## Task objective
Count the lines in the data below that contain the word "like". Give only the number.

## Recorded data
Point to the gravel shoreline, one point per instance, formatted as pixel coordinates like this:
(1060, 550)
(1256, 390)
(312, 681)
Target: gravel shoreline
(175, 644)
* * *
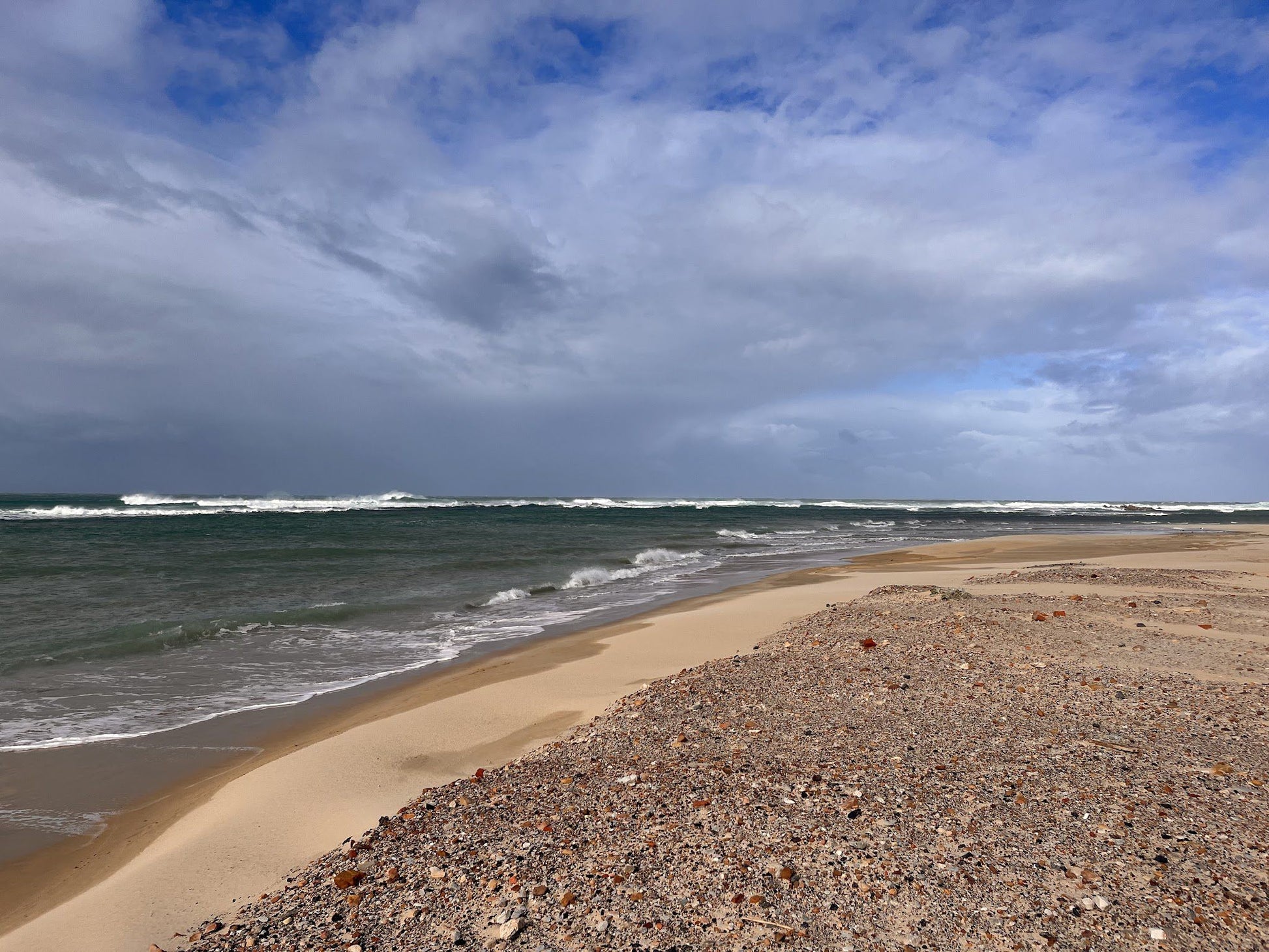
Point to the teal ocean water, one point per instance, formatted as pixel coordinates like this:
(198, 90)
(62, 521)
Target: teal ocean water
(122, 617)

## Exercise response
2